Find the word "patterned" in the data. Return every line where it appears.

Natural-language object grounding data
+++

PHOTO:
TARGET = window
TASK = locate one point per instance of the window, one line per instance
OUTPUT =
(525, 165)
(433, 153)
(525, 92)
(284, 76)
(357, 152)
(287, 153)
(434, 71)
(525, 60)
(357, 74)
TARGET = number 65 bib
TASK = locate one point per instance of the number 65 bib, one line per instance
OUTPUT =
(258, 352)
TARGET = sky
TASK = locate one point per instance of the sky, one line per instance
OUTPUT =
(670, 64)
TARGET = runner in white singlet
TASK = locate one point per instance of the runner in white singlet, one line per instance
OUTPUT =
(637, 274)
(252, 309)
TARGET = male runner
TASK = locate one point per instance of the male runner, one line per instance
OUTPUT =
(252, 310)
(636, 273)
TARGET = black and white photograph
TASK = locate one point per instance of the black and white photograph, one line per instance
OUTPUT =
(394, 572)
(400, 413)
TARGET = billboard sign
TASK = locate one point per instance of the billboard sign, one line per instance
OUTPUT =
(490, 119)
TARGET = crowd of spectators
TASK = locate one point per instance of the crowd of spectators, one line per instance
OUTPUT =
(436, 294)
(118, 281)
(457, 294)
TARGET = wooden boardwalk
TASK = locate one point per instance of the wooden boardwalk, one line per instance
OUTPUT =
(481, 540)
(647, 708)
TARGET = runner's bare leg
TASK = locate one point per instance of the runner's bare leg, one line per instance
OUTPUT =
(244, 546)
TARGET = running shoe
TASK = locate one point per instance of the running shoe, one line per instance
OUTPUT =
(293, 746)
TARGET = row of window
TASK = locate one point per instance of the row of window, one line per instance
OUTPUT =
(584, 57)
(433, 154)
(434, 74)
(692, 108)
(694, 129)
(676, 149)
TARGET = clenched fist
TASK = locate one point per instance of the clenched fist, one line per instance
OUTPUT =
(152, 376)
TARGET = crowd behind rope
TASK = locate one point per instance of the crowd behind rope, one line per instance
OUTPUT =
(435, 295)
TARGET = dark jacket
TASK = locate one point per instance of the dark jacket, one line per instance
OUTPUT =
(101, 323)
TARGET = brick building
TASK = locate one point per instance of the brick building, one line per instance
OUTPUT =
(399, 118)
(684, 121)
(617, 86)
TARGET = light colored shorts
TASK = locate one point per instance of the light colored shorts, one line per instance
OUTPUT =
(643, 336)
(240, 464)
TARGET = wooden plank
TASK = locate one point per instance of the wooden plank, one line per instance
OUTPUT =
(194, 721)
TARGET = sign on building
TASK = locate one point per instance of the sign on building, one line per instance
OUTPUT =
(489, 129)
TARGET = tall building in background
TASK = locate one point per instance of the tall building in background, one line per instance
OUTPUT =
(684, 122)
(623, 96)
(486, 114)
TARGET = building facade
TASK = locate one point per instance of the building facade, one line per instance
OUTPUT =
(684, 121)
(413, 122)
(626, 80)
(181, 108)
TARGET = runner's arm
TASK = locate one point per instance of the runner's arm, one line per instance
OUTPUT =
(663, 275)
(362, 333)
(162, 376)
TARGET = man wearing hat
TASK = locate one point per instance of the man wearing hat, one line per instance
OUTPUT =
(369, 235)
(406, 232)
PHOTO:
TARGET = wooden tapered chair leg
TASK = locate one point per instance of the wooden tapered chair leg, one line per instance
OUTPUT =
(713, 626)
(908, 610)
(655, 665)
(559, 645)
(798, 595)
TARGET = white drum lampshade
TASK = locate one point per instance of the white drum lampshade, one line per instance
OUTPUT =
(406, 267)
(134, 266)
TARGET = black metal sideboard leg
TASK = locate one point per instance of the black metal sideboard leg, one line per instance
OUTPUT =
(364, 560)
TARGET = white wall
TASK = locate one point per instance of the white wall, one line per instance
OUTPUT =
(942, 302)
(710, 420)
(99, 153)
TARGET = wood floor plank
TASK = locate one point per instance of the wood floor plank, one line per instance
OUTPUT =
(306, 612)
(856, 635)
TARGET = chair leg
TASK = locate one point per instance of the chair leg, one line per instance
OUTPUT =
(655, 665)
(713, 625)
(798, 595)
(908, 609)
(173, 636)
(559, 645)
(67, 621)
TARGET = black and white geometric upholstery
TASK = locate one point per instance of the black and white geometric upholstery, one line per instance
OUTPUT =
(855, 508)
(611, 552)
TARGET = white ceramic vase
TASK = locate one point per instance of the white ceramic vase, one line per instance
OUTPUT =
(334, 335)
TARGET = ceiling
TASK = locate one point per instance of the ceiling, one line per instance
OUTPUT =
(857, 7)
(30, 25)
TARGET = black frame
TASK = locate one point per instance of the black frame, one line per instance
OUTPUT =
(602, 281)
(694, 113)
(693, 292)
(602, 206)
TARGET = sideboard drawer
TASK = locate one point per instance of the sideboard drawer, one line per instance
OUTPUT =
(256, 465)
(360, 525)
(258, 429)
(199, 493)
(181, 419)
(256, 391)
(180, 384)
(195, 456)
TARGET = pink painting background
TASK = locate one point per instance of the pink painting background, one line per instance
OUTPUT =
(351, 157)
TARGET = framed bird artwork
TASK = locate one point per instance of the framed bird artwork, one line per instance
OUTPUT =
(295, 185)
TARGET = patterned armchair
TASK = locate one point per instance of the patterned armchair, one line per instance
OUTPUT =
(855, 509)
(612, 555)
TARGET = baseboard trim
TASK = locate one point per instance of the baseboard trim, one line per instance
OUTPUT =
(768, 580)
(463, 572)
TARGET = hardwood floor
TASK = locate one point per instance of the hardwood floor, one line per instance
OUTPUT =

+++

■ WRITTEN SOLUTION
TARGET = patterned armchair
TASK = locate one point per instance of the patterned armchair, one line per instance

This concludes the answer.